TASK MATERIAL section start
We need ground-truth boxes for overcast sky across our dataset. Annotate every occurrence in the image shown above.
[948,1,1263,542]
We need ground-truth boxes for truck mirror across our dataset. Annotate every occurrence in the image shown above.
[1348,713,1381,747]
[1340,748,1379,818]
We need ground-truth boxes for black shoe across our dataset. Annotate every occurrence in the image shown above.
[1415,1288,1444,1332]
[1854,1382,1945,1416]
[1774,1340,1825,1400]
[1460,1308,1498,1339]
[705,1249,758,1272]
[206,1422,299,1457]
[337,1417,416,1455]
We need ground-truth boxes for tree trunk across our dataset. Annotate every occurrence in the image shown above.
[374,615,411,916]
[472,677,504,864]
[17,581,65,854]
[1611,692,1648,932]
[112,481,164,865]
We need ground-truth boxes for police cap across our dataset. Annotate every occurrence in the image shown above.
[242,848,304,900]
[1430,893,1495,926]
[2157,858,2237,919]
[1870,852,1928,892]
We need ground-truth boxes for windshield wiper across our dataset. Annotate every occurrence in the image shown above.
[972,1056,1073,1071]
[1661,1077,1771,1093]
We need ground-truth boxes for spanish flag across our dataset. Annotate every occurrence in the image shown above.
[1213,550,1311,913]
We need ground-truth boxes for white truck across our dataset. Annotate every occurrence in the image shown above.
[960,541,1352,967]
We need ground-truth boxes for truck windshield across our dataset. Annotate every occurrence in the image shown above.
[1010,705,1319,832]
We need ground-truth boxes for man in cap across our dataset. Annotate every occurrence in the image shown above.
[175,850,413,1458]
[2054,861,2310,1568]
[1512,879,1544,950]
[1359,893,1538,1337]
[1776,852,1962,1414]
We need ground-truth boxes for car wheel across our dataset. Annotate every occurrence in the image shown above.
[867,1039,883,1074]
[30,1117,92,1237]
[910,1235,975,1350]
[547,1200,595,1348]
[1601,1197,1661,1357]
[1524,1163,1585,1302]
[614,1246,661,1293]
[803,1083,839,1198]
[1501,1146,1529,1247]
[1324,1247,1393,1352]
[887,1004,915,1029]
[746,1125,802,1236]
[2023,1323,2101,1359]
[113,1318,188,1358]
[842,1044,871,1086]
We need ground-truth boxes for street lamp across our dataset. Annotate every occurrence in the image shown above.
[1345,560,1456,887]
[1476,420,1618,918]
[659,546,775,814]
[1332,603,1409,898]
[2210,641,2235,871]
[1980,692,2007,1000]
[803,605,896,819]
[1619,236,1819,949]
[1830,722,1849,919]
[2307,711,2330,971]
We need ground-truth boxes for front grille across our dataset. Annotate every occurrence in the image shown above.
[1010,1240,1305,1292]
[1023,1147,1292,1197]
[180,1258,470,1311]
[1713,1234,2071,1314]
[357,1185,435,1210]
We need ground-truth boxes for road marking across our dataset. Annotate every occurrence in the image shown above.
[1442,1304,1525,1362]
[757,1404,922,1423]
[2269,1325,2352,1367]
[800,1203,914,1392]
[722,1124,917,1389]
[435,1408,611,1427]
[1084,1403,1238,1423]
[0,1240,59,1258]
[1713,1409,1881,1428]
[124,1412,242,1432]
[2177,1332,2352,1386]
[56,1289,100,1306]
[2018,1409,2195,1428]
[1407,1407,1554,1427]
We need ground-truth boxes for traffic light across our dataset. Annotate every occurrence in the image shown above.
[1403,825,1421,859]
TASK MATERIAL section end
All entries are to be repeated exactly and completely.

- TASK RESULT
We need ground-truth boxes for overcast sky across our dataset. Annotate every occurrence in the image shown above.
[948,1,1263,542]
We need ground-truth boxes for truck mirror across our dataset. Annotate every occurrence in the image shown above.
[1348,713,1381,747]
[1340,748,1379,818]
We need ground-truth boxes for black shoe across our dataset. Annotate every occurrence in the image shown above.
[1415,1288,1444,1332]
[1854,1382,1945,1416]
[1774,1340,1825,1400]
[1460,1308,1498,1339]
[705,1249,758,1272]
[206,1422,299,1457]
[337,1417,416,1455]
We need ground-truth boxes for tree trunk across our dataset. Annotate every occurrence in the image shown above.
[374,615,411,916]
[472,677,504,864]
[17,581,65,854]
[1611,692,1648,932]
[112,481,164,865]
We need ground-truth boxes for police cap across our dataset. Annotate every occurrence in the image shown above.
[242,848,304,900]
[1430,893,1495,926]
[2157,858,2237,919]
[1870,852,1928,892]
We need ground-truth boxes for windshield wiper across our dataset. Annotate every occurrence in the image shown above.
[972,1056,1073,1071]
[1661,1077,1771,1093]
We need ground-truth boxes for spanish flag across our dataset. Annotate every occurrence in the image shown above.
[1213,550,1311,913]
We need ground-truth boxes for white truck across our dataset. Annotate every occurrence in the image shown above.
[960,541,1352,967]
We need ground-truth boxes for truck windshield across our dataset. Annotate every occurrence in the image shown above.
[1010,705,1319,832]
We need ground-truth boxes for man in cap across our dataset. Annotate every occurrence in the image shown above.
[175,850,413,1458]
[2054,861,2310,1568]
[1512,879,1544,950]
[1359,893,1538,1337]
[1776,852,1962,1414]
We need ground-truth boxes for car wheel across our dataset. Annotate every occurrence in the image shown above.
[867,1039,883,1074]
[30,1117,92,1237]
[910,1235,975,1350]
[547,1200,595,1348]
[1601,1197,1661,1357]
[1524,1163,1585,1302]
[614,1246,661,1293]
[803,1083,839,1198]
[1501,1146,1529,1247]
[1324,1247,1393,1352]
[887,1004,915,1029]
[746,1125,802,1236]
[2023,1323,2101,1359]
[113,1318,188,1358]
[842,1044,871,1086]
We need ground-truth boxes for street lamp across our dataset. Annotate every occurrence in the image shown above.
[1345,560,1456,887]
[1476,420,1618,918]
[659,546,775,814]
[1332,603,1409,898]
[2210,641,2235,871]
[1980,692,2007,1000]
[803,605,896,819]
[1619,236,1819,949]
[1830,722,1849,919]
[2307,711,2330,971]
We need ground-truth boxes for front grille across our dataset. Annotate every occurrence in the image shown above.
[1010,1240,1305,1292]
[1023,1147,1292,1197]
[180,1258,470,1311]
[1713,1234,2071,1314]
[357,1185,435,1210]
We need ground-truth boxes for road marking across our dataset. Annotate every occurrence in the image shown above.
[1442,1304,1525,1362]
[757,1404,922,1423]
[2269,1325,2352,1367]
[800,1203,914,1392]
[722,1124,917,1389]
[435,1408,611,1427]
[1084,1403,1238,1423]
[0,1240,59,1258]
[1713,1409,1881,1428]
[124,1412,242,1432]
[2177,1332,2352,1386]
[56,1289,100,1306]
[2018,1409,2195,1428]
[1407,1407,1554,1427]
We need ground-truth boxes for traffic light across our dataset. Annotate every occurrence in the image shown above.
[1403,825,1421,859]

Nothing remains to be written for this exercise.